> **Records supplied**:

╔══

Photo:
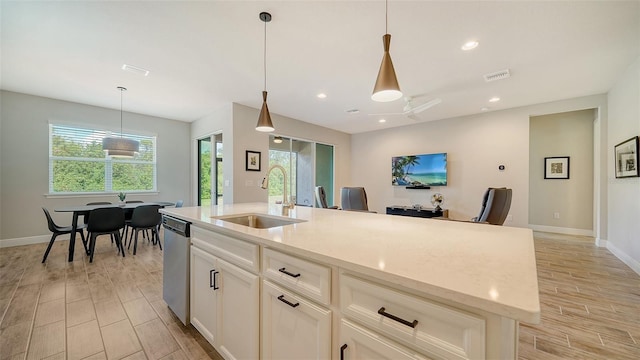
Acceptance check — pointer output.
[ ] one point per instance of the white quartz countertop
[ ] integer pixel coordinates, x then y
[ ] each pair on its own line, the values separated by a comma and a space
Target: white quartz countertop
488, 267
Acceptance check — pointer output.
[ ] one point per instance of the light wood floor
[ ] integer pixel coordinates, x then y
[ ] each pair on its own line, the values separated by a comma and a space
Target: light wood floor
113, 308
590, 303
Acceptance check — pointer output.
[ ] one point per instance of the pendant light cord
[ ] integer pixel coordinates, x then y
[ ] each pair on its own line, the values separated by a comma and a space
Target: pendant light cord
265, 56
386, 16
121, 90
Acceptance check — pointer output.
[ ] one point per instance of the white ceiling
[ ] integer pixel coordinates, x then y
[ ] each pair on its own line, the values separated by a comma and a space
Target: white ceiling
205, 54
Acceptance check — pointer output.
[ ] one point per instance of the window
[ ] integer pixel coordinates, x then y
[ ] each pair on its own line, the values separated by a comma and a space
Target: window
77, 163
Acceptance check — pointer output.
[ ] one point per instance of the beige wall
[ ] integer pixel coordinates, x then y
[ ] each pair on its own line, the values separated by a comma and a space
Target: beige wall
624, 194
564, 134
24, 149
476, 145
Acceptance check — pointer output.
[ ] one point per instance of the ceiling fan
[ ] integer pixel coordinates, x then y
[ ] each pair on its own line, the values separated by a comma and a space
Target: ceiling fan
412, 107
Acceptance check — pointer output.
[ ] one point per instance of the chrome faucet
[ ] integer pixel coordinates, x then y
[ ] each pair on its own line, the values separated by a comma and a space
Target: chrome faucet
265, 185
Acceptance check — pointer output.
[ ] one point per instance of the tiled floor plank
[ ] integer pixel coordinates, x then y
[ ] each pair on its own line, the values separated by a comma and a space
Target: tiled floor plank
47, 340
120, 339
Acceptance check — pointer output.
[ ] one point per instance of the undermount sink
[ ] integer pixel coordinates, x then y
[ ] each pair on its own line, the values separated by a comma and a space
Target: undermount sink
259, 221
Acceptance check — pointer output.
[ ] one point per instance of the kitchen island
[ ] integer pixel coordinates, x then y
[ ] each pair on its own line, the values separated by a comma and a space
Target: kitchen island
342, 285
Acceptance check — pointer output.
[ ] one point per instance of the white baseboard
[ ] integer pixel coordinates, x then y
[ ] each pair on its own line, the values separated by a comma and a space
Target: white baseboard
631, 262
25, 241
560, 230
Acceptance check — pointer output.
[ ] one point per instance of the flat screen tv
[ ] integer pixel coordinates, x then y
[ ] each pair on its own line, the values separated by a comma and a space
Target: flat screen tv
419, 170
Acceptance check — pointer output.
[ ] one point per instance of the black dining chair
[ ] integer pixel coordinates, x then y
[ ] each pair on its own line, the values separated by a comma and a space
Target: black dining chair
145, 217
60, 230
86, 216
104, 221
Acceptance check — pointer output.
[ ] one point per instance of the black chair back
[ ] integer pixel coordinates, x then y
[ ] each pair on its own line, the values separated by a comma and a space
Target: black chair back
146, 216
103, 220
52, 225
86, 216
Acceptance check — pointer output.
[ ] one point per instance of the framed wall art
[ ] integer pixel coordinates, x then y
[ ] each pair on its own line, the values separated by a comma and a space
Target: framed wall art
556, 167
626, 158
252, 161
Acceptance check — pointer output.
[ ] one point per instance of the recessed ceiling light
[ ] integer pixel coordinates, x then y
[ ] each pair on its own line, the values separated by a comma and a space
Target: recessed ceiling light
135, 69
470, 45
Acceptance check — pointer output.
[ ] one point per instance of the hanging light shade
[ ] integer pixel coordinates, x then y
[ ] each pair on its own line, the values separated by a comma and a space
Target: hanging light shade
264, 120
119, 146
386, 88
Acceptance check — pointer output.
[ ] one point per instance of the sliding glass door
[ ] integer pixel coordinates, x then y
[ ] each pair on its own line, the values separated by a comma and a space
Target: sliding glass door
307, 165
210, 170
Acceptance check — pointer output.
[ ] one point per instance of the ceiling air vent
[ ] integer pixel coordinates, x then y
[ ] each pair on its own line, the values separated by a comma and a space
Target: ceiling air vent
498, 75
135, 70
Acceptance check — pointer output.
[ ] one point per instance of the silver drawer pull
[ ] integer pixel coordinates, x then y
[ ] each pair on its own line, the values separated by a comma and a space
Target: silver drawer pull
402, 321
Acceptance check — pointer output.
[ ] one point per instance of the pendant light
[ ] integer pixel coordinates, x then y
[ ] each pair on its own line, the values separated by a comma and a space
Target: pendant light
120, 146
387, 88
264, 120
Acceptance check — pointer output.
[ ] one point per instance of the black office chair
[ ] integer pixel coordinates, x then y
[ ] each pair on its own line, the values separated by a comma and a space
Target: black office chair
496, 203
60, 230
354, 199
104, 221
145, 217
321, 198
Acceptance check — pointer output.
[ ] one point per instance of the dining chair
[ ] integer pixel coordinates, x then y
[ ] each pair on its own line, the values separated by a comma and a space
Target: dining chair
145, 217
86, 216
60, 230
104, 221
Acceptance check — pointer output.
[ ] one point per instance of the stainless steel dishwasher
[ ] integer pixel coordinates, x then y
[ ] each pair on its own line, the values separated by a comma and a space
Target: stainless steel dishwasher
175, 271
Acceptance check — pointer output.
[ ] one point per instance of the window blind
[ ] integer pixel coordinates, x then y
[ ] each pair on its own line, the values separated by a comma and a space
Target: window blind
77, 163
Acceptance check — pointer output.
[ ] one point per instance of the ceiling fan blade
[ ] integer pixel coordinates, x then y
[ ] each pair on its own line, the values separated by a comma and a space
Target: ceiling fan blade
425, 106
383, 114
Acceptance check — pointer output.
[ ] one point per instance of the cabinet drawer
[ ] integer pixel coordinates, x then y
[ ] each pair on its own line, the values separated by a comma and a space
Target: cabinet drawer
293, 327
237, 252
359, 343
304, 277
437, 330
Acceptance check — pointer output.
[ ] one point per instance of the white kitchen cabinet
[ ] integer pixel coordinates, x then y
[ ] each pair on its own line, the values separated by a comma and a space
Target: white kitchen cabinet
359, 343
292, 327
239, 321
225, 305
203, 303
432, 328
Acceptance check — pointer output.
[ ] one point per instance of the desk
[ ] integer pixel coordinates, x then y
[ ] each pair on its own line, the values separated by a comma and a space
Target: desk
85, 209
410, 211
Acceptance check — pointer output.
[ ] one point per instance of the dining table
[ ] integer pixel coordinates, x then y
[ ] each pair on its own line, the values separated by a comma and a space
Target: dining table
83, 210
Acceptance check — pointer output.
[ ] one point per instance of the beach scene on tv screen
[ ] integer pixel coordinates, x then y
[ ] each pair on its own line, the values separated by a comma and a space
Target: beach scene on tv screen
419, 170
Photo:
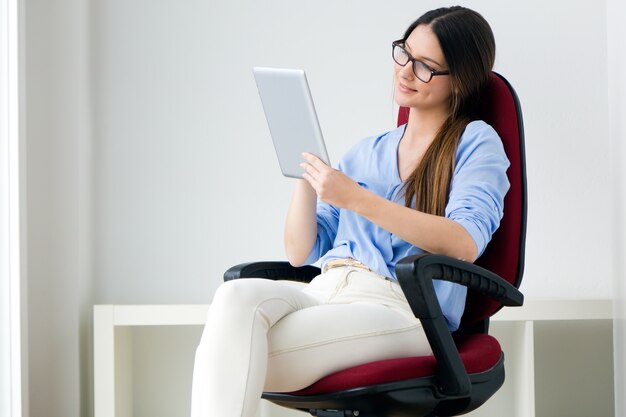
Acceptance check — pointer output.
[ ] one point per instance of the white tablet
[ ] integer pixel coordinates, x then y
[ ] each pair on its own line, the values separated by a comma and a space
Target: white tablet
291, 117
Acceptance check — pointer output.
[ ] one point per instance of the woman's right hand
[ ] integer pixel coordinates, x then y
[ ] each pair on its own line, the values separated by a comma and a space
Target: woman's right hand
301, 223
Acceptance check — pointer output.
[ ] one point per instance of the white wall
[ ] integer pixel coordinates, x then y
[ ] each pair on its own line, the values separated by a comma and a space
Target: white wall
616, 12
58, 193
186, 182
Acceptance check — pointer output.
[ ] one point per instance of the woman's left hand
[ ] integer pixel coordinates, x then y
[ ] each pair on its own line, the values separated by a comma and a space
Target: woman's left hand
332, 186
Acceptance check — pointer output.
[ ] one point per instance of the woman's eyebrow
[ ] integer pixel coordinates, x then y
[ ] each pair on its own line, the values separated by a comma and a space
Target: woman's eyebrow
424, 58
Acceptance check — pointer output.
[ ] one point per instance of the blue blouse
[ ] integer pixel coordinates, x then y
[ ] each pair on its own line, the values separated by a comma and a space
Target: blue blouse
476, 203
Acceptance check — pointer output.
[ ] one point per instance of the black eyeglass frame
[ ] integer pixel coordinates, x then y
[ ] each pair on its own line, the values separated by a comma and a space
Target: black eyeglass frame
400, 44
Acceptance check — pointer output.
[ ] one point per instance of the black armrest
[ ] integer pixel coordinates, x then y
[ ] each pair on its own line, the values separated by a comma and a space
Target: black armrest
415, 275
272, 270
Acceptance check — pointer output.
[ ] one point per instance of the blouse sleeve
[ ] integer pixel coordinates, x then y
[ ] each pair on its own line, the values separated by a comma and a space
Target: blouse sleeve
327, 224
479, 184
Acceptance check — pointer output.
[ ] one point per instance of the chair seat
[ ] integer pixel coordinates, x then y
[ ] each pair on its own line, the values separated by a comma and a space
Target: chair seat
479, 353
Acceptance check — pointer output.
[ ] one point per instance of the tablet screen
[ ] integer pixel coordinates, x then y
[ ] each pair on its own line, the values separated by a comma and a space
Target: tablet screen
291, 117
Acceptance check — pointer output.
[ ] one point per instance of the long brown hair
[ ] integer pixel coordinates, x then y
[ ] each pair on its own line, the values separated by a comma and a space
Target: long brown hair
469, 48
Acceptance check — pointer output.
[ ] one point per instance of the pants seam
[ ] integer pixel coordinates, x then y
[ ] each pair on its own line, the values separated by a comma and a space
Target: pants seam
256, 310
344, 339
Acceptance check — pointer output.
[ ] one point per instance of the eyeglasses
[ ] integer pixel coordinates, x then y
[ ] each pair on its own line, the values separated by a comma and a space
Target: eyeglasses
422, 71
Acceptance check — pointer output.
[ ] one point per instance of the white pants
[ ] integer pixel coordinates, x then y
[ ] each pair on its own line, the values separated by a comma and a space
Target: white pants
264, 335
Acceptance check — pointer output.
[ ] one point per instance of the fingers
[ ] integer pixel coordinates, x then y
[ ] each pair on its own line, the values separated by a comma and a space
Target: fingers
314, 161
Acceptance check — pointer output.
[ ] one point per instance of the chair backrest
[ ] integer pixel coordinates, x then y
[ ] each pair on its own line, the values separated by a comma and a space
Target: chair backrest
505, 253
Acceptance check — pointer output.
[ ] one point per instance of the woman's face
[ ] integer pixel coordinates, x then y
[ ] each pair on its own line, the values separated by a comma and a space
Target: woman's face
410, 91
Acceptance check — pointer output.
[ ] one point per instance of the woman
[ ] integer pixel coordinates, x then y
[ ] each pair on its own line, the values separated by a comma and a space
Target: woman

╚══

> **Exercise objective**: Count the lines of the material above that contain the word "faucet" and reply with that number alone.

> **Output**: 2